== Page text

You don’t need to know how to calculate your self-employment income. I suggest you send me all your IRS returns for the past two years and we analyze, discuss, and review before I even pull your credit report. I need the 1120 Corporate returns, K-1, partnership returns, and your personal federal returns to dig out depreciation, interest paid for business loans, and any additional income to the bottom-line net number. I will add up the income and average it over 24 months, 36 months and past 12 months. I can also look at the gross income and propose we do a bank statement loan based on gross in a certain time period and divide that income in half. Later in this article I will discuss the ins and outs of the many bank statement loan programs.

The first spread sheet of numbers I create is the recent past two years self-employment requirement. We work together to show you have a website, or location or advertising established to show there is a legitimate business in operation. I may ask for a business license. I will check with the Secretary of State to see if your Corporation or LLC is in good standing and open for the past two years.
Mortgage lenders use the definition for a self-employed borrower as anyone who receives more than 25 percent of their income in non-salaried pay is reviewed as a self-employed person. This primarily includes those who work on commission or bonus. It also includes persons who own rental properties.
The lender’s definition of self-employed excludes those who own less than 25 percent of a business. A common example might be a partners where an investor or junior person who does not have controlling interest in business operations.
If you are self-employed, you will have to hand over more documentation than a salaried borrower would. Here are a few extra items you’ll need to provide:
§  2 years’ personal tax returns with all schedules
§  1099s
§  W2s from your self-employed business (if you pay yourself a salary)
§  All pages of the Federal personal returns for the past two years
§  2 years business tax returns with all schedules
§  K-1s
§  1120 (Corporate Tax Returns)
§  1120S (Partnerships and S Corps)
§  Year to date profit and loss statement showing current income is on track with previous years I suggest you email me all the income documents at the same time you call your CPA to prepare the year to date profit or loss. It's the numbers on the returns that hold the most weight. Showing a huge profit on the P and L varying form the returns, well, isn't going to be that useful. But don't show larger than normal loss.

§  Explanation to me if you receive most of your income at a specific time of year. In this case, it can look like your profit and loss statement is on track for lower income than in previous years. I will help you write this letter.

====
== Stored data

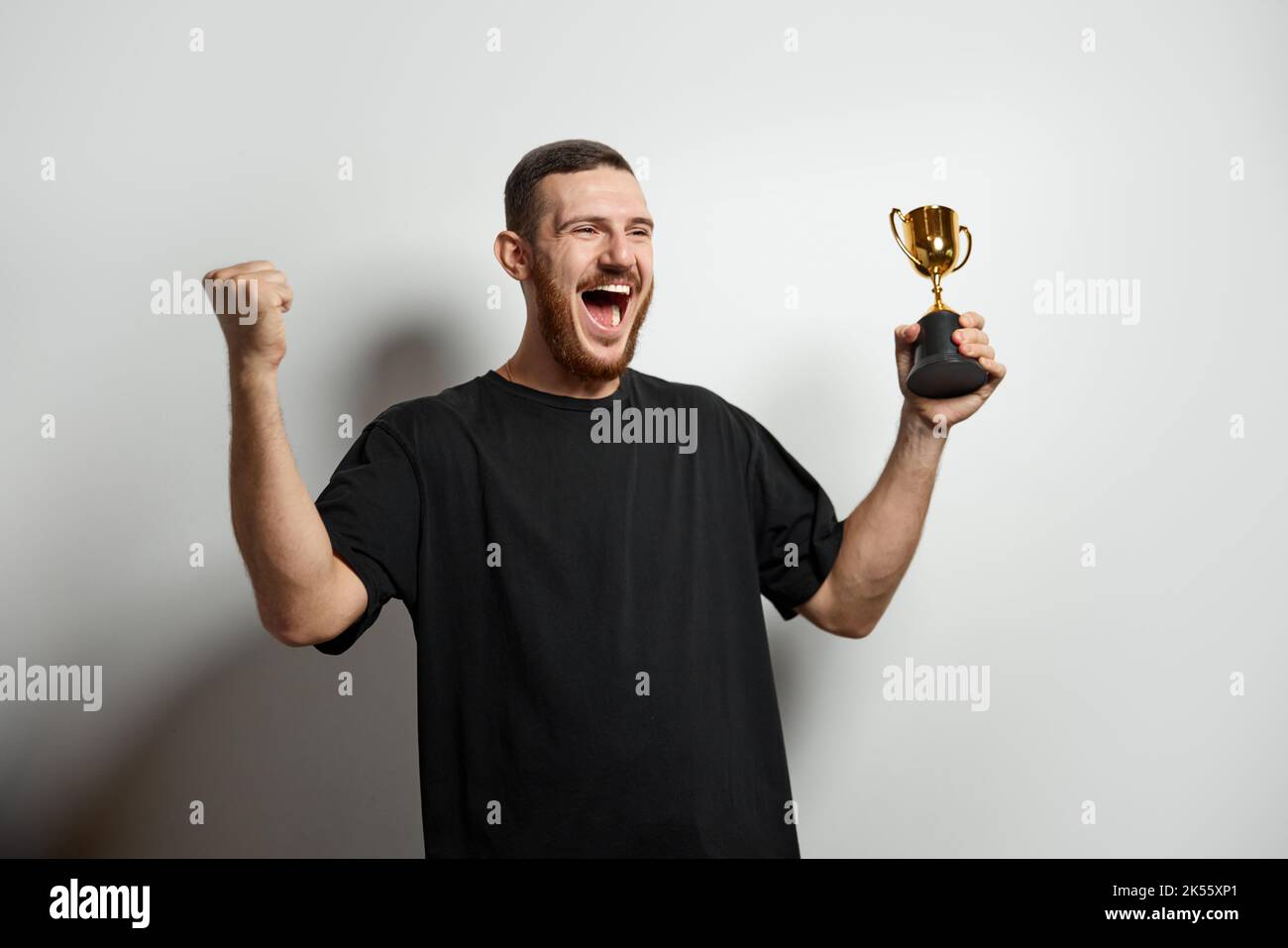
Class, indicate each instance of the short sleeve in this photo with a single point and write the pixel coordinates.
(372, 510)
(789, 506)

====

■ Aim ■
Rewrite the stretch of the self-employment income text from "If you are self-employed, you" through "than normal loss.", putting "paperwork" in place of "documentation". The listing is separate material, apart from the text.

■ Full solution ■
If you are self-employed, you will have to hand over more paperwork than a salaried borrower would. Here are a few extra items you’ll need to provide:
§  2 years’ personal tax returns with all schedules
§  1099s
§  W2s from your self-employed business (if you pay yourself a salary)
§  All pages of the Federal personal returns for the past two years
§  2 years business tax returns with all schedules
§  K-1s
§  1120 (Corporate Tax Returns)
§  1120S (Partnerships and S Corps)
§  Year to date profit and loss statement showing current income is on track with previous years I suggest you email me all the income documents at the same time you call your CPA to prepare the year to date profit or loss. It's the numbers on the returns that hold the most weight. Showing a huge profit on the P and L varying form the returns, well, isn't going to be that useful. But don't show larger than normal loss.